▸ Tasks to perform
1) Answer these questions using the bar chart article below.
(a) What was the Tableau Users Group meeting called where the talk behind the article was given?
(b) What is the title of the paper by Sarah Kerns and Jeremy Wilmer?
(c) What did the author type into Google image search to find the Stack of Stuff montage?
2) Write the next part of the bar chart article below, picking up after its last sentence.
start Article
The Problem With Bar Charts

Michael Correll
12 min readJul 16, 2024

--

Quoted tweet by @YuFuTroy saying “Bar charts make people feel safe” in turn quoting a tweet by @samim reading “Perspective” in which two levels from Super Mario Bros. are juxtaposed: in World 8–1, Mario is atop a stack of columns of blocks, each next to a one-block wide pit. It looks safer than in the other image from World 8–3, where the blocks are hanging unsupported over a full bottomless pit, even though the layout of the levels and required jumps are otherwise identical.

This post is adapted from a talk I gave as part of a Tableau Users Group meeting called “Bad, Biased, and Baffling Bars.”

Bar charts are supposed to be the “easy” visualization. If somebody is going to understand any type of chart or graph, then you’d hope it would be bar charts. What I am proposing here is that bar charts are only superficially simple, and this hidden complexity causes problems, and maybe that means rethinking what bar charts are good for.

For one, I hold that “bar charts” are not actually one type of chart, but are two very different charts that have been conflated because they look the same. I am heavily borrowing in this post from a recent paper from Sarah Kerns and Jeremy Wilmer with the great title “Two graphs walk into a bar.” Their observation is that the typical pedagogy of bar charts disconnects from the typical usage of bar charts. In particular, they argue that most pedagogical material for bar charts begins with what I am calling the “Stack of Stuff” (SoS) metaphor for bar charts, which I will distinguish from the later umbrella notion of the “Aggregates by Category” (AbC) bar chart. A Stack of Stuff bar chart is a chart where you have countable quantities of stuff divided up by category, and the height of each stack is then turned into a filled bar. It’s a common metaphor for thinking about bar charts, especially when you’re teaching what charts even are (to, say, young children). Here’s a montage of SoS examples I found by Google image searching for “bar chart lesson plan,” for instance:

Assembly of different worksheets and lesson plans teaching young children about bar charts, each relying on counting objects in stacks, or converting tally marks or counts of objects into filled rectangles, or otherwise coloring in bar charts via discrete per-category units.
end Article
start Material
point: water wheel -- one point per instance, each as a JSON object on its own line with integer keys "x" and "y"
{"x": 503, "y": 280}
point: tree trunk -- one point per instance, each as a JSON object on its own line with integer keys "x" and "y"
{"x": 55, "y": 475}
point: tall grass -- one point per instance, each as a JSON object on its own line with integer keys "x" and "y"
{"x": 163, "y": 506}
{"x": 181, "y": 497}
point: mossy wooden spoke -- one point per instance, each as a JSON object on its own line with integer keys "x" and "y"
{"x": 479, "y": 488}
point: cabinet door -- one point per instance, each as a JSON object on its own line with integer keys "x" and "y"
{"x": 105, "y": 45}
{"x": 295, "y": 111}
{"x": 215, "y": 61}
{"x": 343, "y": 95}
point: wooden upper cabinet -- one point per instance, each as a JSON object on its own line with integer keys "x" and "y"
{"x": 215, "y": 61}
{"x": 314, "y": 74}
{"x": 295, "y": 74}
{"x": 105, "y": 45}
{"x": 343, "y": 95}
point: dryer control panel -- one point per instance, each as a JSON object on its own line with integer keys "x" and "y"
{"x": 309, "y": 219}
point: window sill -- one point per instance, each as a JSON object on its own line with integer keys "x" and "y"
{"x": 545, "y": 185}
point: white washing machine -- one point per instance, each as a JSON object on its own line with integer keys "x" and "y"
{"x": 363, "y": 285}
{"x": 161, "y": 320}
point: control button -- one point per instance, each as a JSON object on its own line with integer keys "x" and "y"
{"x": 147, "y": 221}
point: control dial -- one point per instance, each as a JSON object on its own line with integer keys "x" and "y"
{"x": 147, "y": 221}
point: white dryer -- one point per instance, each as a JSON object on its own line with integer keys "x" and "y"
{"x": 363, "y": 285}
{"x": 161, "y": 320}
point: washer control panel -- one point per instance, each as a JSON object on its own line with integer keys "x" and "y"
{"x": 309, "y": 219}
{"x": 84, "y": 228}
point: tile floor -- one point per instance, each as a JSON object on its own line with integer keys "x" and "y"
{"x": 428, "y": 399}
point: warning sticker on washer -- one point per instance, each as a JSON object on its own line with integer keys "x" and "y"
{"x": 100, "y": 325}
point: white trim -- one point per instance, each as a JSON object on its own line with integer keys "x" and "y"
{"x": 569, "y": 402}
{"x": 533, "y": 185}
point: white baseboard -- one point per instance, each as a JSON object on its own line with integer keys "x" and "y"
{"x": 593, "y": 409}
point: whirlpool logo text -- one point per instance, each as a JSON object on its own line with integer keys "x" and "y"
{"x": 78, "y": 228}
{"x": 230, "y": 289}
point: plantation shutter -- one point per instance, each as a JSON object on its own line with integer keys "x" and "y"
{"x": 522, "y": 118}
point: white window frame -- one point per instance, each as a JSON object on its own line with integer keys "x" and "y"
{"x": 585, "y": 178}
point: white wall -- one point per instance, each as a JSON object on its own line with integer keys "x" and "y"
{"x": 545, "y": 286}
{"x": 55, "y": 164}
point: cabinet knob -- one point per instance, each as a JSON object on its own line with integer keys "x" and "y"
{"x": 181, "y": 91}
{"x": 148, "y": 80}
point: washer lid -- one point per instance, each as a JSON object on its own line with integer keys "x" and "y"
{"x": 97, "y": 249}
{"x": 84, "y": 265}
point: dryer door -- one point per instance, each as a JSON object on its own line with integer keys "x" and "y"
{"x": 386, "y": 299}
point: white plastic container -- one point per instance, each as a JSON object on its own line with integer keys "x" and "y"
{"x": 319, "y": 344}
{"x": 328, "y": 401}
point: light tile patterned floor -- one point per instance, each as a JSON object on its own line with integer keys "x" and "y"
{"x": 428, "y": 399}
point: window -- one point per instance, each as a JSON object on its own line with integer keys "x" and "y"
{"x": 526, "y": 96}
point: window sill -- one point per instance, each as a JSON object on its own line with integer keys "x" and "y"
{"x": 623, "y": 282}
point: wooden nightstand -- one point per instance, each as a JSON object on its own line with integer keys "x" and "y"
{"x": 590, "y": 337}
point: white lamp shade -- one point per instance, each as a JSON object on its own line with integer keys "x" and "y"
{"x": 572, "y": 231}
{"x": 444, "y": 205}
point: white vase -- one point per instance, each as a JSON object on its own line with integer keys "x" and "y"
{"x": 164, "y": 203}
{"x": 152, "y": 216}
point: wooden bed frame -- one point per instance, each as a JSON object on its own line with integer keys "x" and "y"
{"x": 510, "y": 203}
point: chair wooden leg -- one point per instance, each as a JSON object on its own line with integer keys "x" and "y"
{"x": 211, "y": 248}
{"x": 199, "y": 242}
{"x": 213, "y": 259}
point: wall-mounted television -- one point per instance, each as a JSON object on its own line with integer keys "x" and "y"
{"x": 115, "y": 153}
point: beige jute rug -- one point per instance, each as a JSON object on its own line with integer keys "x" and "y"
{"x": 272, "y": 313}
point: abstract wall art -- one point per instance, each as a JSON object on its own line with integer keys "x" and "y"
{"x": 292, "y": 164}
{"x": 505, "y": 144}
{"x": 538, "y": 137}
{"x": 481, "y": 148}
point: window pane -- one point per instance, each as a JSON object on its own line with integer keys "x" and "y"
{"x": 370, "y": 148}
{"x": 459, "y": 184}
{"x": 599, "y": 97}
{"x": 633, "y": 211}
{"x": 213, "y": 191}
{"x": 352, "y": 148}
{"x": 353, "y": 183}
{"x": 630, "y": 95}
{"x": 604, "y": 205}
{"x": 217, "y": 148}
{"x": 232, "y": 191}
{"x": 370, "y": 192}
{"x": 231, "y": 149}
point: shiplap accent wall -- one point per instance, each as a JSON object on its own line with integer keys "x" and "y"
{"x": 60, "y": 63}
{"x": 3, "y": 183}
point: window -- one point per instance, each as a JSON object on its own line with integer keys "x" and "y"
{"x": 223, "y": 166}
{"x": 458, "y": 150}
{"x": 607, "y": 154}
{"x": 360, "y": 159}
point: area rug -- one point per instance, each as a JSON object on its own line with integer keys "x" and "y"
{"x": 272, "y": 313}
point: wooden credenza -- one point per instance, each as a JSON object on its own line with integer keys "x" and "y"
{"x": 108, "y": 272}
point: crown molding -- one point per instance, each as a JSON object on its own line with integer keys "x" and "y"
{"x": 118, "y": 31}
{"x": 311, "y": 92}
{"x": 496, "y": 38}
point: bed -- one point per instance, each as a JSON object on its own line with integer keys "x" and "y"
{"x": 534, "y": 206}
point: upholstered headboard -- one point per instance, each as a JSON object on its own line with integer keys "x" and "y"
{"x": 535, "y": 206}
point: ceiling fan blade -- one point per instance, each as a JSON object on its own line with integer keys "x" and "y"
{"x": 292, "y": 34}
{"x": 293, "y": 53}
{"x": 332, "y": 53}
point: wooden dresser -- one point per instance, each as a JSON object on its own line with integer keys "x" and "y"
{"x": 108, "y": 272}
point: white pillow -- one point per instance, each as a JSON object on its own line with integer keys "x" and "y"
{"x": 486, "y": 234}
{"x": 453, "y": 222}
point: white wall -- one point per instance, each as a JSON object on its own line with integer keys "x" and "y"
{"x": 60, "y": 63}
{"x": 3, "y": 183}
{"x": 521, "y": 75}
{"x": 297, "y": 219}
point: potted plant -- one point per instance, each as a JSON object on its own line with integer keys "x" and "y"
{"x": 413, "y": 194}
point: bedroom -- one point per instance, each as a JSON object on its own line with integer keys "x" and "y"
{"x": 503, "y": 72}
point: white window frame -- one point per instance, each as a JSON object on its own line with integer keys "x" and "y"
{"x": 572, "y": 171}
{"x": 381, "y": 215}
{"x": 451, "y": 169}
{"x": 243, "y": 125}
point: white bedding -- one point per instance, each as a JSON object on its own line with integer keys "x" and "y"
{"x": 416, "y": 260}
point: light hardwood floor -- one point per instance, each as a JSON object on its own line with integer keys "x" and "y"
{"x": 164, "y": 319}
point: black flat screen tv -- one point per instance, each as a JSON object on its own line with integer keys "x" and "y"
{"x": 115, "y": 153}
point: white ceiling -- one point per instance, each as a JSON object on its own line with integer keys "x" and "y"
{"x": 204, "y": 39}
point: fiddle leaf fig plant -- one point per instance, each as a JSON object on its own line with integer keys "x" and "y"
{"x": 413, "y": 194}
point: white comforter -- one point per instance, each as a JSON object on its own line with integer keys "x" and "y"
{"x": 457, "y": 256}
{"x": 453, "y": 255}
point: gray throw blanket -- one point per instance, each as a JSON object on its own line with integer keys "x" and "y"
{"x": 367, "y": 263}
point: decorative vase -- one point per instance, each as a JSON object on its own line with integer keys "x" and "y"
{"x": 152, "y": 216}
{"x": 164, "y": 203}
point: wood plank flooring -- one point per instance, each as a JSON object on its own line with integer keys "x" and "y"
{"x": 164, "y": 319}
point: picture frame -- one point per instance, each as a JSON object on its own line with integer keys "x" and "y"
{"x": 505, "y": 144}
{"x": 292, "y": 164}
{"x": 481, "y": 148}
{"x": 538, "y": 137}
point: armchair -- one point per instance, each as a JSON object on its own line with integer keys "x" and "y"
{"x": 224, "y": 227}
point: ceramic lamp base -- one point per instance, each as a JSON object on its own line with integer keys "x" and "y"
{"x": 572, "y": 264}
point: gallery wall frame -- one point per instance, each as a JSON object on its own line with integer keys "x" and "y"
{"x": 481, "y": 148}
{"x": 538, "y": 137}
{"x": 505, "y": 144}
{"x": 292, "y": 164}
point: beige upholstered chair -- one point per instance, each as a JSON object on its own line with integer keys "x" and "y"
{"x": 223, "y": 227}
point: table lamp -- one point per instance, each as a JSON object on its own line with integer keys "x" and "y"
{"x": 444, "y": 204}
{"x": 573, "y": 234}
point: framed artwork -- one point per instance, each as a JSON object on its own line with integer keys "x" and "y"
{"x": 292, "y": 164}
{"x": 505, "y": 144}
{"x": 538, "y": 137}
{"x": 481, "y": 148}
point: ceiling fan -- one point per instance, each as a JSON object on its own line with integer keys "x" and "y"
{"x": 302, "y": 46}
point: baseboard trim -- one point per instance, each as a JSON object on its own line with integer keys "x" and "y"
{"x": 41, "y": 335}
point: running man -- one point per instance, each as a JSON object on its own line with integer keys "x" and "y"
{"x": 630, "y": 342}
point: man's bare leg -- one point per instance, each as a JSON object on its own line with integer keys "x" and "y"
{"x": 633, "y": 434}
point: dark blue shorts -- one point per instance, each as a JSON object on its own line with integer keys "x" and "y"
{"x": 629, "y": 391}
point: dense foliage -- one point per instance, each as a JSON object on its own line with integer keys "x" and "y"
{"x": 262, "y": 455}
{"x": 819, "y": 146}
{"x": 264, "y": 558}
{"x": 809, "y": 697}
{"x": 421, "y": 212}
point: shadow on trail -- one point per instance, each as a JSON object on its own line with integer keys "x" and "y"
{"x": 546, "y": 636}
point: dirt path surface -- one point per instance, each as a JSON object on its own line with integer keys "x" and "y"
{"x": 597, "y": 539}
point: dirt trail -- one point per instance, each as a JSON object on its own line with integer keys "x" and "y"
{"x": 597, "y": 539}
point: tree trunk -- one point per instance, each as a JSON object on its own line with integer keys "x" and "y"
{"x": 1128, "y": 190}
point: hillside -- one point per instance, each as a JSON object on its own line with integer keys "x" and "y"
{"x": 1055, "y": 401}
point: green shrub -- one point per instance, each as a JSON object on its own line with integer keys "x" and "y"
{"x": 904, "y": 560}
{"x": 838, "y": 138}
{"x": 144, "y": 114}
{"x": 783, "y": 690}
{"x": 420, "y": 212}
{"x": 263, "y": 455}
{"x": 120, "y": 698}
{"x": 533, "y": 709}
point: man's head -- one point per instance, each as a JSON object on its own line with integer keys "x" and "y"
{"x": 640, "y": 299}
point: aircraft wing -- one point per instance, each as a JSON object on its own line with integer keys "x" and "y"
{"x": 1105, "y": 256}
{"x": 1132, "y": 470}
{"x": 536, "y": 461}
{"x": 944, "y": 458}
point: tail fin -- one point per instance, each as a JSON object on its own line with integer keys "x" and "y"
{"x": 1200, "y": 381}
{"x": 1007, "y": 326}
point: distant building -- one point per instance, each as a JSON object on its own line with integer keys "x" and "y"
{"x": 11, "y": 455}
end Material
▸ Exercise answers
1)
(a) "Bad, Biased, and Baffling Bars."
(b) "Two graphs walk into a bar."
(c) "bar chart lesson plan"

2)
In each, the process is similar: you go from tally marks or discrete objects or blank squares to fill in, and a bar chart is just stacking objects or coloring in one level for each count per category. This is a totally reasonable way to make these things, and the visual metaphor works well in a lot of cases. One colored stack is twice as tall as another? That’s because there were twice as many pieces of candy or whatever that were that color. There’s a straightforward procedure to go from new data to new bars. The mapping from underlying data (or, in the candy/object case, from actual things in the world) to the visualization is straightforward, reversible, and extensible. And the resulting charts aren’t just useful for pedagogy: you can create more complex kinds of stacks than just counting M&Ms by color. A lot of isotype charts are just stacks of stuff, after all:

Isotype chart titled “Motor Cars, Telephones, Radio Sets 1937 per 50 population.” showing icons representing the number of those three consumer goods across the United States, Great Britain, France, and Germany. The caption reads “Britain is close to America in radio sets per head, but in motor cars and telephones European countries lag far behind American standards.”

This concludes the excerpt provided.